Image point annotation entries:

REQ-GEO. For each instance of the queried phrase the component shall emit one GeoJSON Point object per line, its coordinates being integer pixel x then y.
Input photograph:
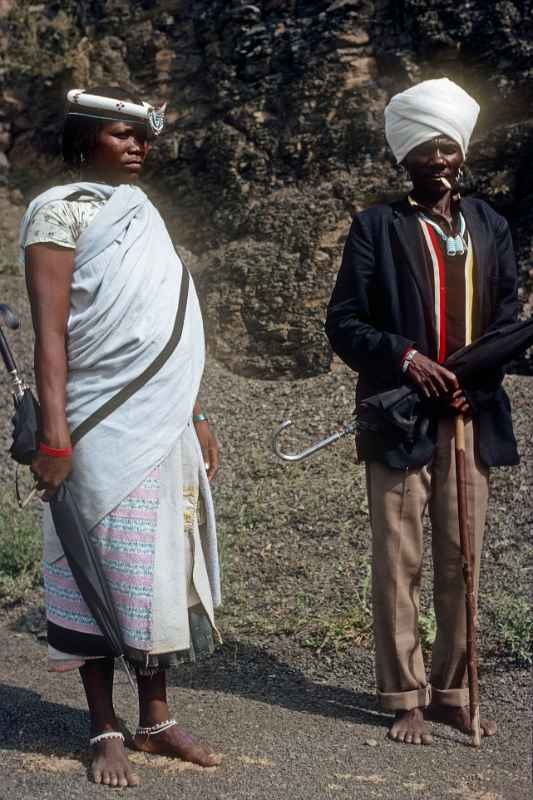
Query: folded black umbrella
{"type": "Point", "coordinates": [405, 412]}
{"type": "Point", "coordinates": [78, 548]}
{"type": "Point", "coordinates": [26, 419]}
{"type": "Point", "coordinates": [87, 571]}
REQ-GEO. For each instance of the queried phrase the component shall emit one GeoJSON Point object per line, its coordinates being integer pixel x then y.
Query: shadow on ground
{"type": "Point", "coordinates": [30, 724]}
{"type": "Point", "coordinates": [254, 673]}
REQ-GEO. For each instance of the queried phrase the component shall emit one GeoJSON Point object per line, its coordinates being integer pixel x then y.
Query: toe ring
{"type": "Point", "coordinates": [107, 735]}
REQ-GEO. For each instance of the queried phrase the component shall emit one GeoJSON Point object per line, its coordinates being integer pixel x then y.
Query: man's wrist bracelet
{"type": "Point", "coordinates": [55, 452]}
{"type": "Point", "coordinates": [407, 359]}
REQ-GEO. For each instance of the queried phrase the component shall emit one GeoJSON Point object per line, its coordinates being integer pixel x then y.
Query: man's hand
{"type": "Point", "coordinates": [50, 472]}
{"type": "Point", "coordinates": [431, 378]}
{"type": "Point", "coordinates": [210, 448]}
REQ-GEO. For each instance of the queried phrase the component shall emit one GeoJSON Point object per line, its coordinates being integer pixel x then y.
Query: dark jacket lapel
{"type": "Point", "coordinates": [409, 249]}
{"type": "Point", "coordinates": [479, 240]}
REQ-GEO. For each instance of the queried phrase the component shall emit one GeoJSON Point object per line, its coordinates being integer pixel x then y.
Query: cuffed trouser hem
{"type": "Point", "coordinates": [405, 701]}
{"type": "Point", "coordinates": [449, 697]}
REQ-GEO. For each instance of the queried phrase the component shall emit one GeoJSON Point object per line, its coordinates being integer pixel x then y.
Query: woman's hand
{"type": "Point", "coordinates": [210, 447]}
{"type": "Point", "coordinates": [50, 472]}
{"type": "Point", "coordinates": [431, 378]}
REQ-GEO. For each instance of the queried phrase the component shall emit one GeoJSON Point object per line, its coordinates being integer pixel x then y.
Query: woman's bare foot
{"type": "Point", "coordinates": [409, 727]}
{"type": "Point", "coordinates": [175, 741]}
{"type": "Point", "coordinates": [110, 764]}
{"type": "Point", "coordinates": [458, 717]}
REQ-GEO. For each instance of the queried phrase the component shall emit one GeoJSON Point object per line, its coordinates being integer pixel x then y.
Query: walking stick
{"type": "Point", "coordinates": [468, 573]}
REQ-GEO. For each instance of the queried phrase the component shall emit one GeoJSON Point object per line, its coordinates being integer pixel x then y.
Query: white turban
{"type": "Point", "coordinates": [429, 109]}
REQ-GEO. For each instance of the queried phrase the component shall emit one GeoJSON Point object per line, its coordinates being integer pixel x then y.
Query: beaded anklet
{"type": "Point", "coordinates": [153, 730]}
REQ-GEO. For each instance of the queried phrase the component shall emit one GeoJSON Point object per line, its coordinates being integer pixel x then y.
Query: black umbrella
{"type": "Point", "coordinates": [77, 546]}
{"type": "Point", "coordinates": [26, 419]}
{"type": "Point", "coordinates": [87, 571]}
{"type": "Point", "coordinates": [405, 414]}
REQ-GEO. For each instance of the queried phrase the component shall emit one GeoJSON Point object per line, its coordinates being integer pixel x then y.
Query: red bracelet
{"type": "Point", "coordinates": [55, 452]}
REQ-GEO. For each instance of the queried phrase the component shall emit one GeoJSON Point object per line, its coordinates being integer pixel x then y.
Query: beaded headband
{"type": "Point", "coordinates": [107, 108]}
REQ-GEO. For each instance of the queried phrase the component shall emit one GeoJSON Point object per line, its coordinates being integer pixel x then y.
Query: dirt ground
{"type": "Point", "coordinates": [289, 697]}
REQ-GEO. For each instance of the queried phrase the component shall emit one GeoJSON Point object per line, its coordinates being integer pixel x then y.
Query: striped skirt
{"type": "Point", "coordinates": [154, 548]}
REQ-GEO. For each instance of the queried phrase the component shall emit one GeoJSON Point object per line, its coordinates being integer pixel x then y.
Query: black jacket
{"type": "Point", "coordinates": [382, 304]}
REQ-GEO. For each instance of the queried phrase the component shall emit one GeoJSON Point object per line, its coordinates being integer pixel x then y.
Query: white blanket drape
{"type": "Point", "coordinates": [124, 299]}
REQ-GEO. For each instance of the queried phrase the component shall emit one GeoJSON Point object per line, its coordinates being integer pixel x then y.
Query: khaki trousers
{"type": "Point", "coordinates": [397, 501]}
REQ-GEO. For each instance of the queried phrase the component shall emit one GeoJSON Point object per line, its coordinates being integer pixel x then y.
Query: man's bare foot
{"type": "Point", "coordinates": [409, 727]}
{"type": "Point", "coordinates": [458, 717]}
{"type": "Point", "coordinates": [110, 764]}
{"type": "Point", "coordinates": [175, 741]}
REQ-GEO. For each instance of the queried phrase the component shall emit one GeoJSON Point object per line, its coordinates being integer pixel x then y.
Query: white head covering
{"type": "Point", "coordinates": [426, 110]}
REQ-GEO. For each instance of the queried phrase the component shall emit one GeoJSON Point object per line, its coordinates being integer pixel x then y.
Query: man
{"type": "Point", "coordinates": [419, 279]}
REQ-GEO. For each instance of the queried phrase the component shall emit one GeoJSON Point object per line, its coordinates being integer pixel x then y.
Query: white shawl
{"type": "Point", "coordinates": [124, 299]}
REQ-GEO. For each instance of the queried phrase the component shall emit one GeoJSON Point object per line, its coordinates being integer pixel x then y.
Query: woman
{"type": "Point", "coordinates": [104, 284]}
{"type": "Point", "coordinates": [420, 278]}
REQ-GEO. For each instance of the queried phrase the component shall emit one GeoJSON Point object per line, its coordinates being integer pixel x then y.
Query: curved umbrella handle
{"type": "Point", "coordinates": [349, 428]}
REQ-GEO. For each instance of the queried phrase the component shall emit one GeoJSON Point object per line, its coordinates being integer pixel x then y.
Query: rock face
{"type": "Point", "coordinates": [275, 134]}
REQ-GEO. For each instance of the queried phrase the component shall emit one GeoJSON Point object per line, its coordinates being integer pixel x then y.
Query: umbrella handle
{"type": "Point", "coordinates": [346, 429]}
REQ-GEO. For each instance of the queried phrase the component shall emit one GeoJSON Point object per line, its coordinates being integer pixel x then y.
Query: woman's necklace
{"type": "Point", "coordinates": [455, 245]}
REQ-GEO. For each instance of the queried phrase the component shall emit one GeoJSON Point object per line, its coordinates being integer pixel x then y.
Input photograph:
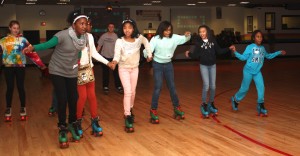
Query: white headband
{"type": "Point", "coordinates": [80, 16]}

WHAT YOU WILL DO:
Every record gets retyped exactly; no picture goes into the copy.

ANSWER BELOW:
REQ-GEO. For each instance of the queried phrase the component shall emit one GeoJSON Point object per line, its coordinates being integer pixel x then y.
Input photograph:
Query: folded black umbrella
{"type": "Point", "coordinates": [405, 412]}
{"type": "Point", "coordinates": [78, 548]}
{"type": "Point", "coordinates": [26, 419]}
{"type": "Point", "coordinates": [87, 571]}
REQ-GEO. For each instance of the queried phrase the component shall emit one GeoJSON Point object per line, its coordinates being integer pixel x then y.
Query: shadow on ground
{"type": "Point", "coordinates": [30, 724]}
{"type": "Point", "coordinates": [254, 673]}
REQ-GEO. For each instance of the queried phrase the component shall emit one GeoJSON Point object per line, its coordinates being integer pixel x then y.
Query: toe ring
{"type": "Point", "coordinates": [107, 735]}
REQ-GEO. For each instance of the queried phrase the component shall emit one GeoJSON Point object per line, its coordinates being integer pixel x then y.
Query: man's wrist bracelet
{"type": "Point", "coordinates": [55, 452]}
{"type": "Point", "coordinates": [407, 359]}
REQ-GEO. For each instance of the queried phrase the component shall emit one GeoJSON Point object per line, its coordinates being integer pixel x then y.
Query: man's hand
{"type": "Point", "coordinates": [50, 472]}
{"type": "Point", "coordinates": [431, 378]}
{"type": "Point", "coordinates": [210, 448]}
REQ-GEO. For each instance of the queried phrase the component shall emit one GeoJSON Point object per line, its coordinates being integer pixel x then y.
Query: dark jacket lapel
{"type": "Point", "coordinates": [409, 249]}
{"type": "Point", "coordinates": [479, 240]}
REQ-GEO. For each instance of the queried phrase the component shall emit one GeoJSON Point object per line, its coordinates being integer pixel x then y.
Query: cuffed trouser hem
{"type": "Point", "coordinates": [405, 701]}
{"type": "Point", "coordinates": [449, 697]}
REQ-GEO. For each instance of the queried phrase the component shall emit one GeoJSON Point object per line, its coordinates being integer pixel x then y.
Query: woman's hand
{"type": "Point", "coordinates": [210, 447]}
{"type": "Point", "coordinates": [50, 472]}
{"type": "Point", "coordinates": [431, 378]}
REQ-GEO. For each instance of the queried phrase the component shall emit one GeoJSON Point object per line, its coordinates being integer pixel x then y.
Query: woman's bare foot
{"type": "Point", "coordinates": [409, 727]}
{"type": "Point", "coordinates": [175, 741]}
{"type": "Point", "coordinates": [110, 764]}
{"type": "Point", "coordinates": [458, 717]}
REQ-GEO. For each instance of the queried phrase the component shall emit one GeoJSON Point object per line, its coordinates being integer pixel x then y.
Query: walking stick
{"type": "Point", "coordinates": [468, 573]}
REQ-GEO. For each instance of the queried phrase the component shall emit one GeoJSON Point object per line, its coordinates being integer pixel x then y.
Query: white turban
{"type": "Point", "coordinates": [429, 109]}
REQ-GEO. For each instance of the queried phrase the component shall emit one GeoJSON Point object per line, its coordinates being integer pixel x then y.
Query: beaded anklet
{"type": "Point", "coordinates": [153, 730]}
REQ-GEO. For each instance of the queried phrase the component shall emit one GeoJSON Point object per line, its coordinates being integer pixel x then y.
Query: black umbrella
{"type": "Point", "coordinates": [77, 546]}
{"type": "Point", "coordinates": [26, 419]}
{"type": "Point", "coordinates": [87, 571]}
{"type": "Point", "coordinates": [405, 414]}
REQ-GEO. For each instance of the queried phrase the component shall emit one GeoJSON Point object per line, its coordinates being integer pixel x then y.
Query: red bracelet
{"type": "Point", "coordinates": [55, 452]}
REQ-GEO. For each instance of the queried phrase the component shall emit one GeoJSON Point object per line, its coordinates being integer pixel x then y.
Query: beaded headband
{"type": "Point", "coordinates": [107, 108]}
REQ-GEO. For each instance of the queried phrase the component shall emit one GeoJSON Point object per line, its coordinates being integer pixel x then y.
Query: dirt ground
{"type": "Point", "coordinates": [289, 697]}
REQ-GEO. For each instance of the queried phrase the component shall emit one GeoJSON Point object per line, its coordinates being integer pixel x then y.
Query: striped skirt
{"type": "Point", "coordinates": [154, 548]}
REQ-GEO. For each instance of the queried phrase the component shall emit one GeoJSON Point object per line, its coordinates being integer pixel x then y.
Query: black jacket
{"type": "Point", "coordinates": [382, 304]}
REQ-GEO. For each instance of the queried phrase the component shall emit one GeoJSON Point object per line, its coordinates being integer pixel x then y.
Query: white blanket drape
{"type": "Point", "coordinates": [124, 299]}
REQ-GEO. For each instance of the queried phrase the component shall emit one GeoJSON Point object per line, its coordinates being integer pixel x then y.
Query: khaki trousers
{"type": "Point", "coordinates": [397, 501]}
REQ-GEO. For each instance of the queried phrase the component shall emit one GeoJSON Point object per line, its coordinates being integer pixel x then y.
Query: man's bare foot
{"type": "Point", "coordinates": [409, 727]}
{"type": "Point", "coordinates": [458, 717]}
{"type": "Point", "coordinates": [110, 764]}
{"type": "Point", "coordinates": [175, 741]}
REQ-GEO. For each instance of the queried phrase the component shall emit one GeoJSON Point object per line, its coordinates being integer pixel x then y.
Query: white head covering
{"type": "Point", "coordinates": [426, 110]}
REQ-GEO. For each instance of the queried phrase the component shall emit one GeoJSON Point object per line, its coordinates being integer pixel x then y.
Query: man
{"type": "Point", "coordinates": [419, 279]}
REQ-GEO. For each instance of the queried phrase the component shall emit one GeoJSON Point object per line, its coordinates being integer pixel x then y.
Query: white shawl
{"type": "Point", "coordinates": [124, 299]}
REQ-GEO. For each instance of the queried phrase the component shall emit one GeoJSON Point object per line, its coordinates being integer pixel x then y.
Query: woman
{"type": "Point", "coordinates": [104, 284]}
{"type": "Point", "coordinates": [420, 278]}
REQ-GEO. For each instance of the queried phrase the component shall emit one GeoJSON Point object per line, its coordinates being integer pixel x then y.
Query: curved umbrella handle
{"type": "Point", "coordinates": [349, 428]}
REQ-GEO. For each instance of the queried phrase the component shall emit one GeoJSON Point object per line, its coordinates being integer pixel x then y.
Query: rock face
{"type": "Point", "coordinates": [275, 134]}
REQ-GEO. For each instance of the queried phrase the component shall emit one GeoJSON Point object per line, its coordinates being integer pixel x then y.
Query: umbrella handle
{"type": "Point", "coordinates": [346, 429]}
REQ-GEO. For each instance of the queried phrase the component shall emit one GeoJSON Point object per line, its coordinates being integer pixel x then y.
Query: woman's necklace
{"type": "Point", "coordinates": [455, 245]}
REQ-GEO. For each instance of the queried phrase the component shall emit one GeoJSON Point object per line, its coordinates being integer pixel x then y.
Input photograph:
Query: white headband
{"type": "Point", "coordinates": [80, 16]}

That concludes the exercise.